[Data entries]
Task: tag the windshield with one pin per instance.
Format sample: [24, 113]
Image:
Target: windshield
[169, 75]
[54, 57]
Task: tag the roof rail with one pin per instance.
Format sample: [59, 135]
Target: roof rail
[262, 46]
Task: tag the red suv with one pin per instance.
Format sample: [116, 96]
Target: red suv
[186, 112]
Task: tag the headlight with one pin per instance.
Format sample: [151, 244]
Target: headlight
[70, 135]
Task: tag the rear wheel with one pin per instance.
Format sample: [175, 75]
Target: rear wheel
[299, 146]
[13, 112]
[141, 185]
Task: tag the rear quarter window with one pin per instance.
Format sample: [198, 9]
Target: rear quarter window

**DIRECTION:**
Return each line of the items above without changing anything, covering every item.

**FINAL RESULT:**
Task: tag the windshield with one pin per instance.
Format sample: [24, 113]
Image:
Target: windshield
[169, 75]
[54, 57]
Task: tag the roof rail with one pin per instance.
Format sample: [59, 135]
Target: roof rail
[262, 46]
Task: tag the red suv with one pin per instance.
Format sample: [116, 96]
Target: red suv
[186, 112]
Task: tag the headlight with one pin per instance.
Format sample: [151, 244]
Target: headlight
[70, 135]
Task: tag the rear wheel with one pin per instance.
Format sample: [175, 75]
Target: rear wheel
[299, 146]
[13, 112]
[141, 185]
Task: tag the rear quarter window with one pin per instance.
Format sample: [198, 9]
Target: rear quarter window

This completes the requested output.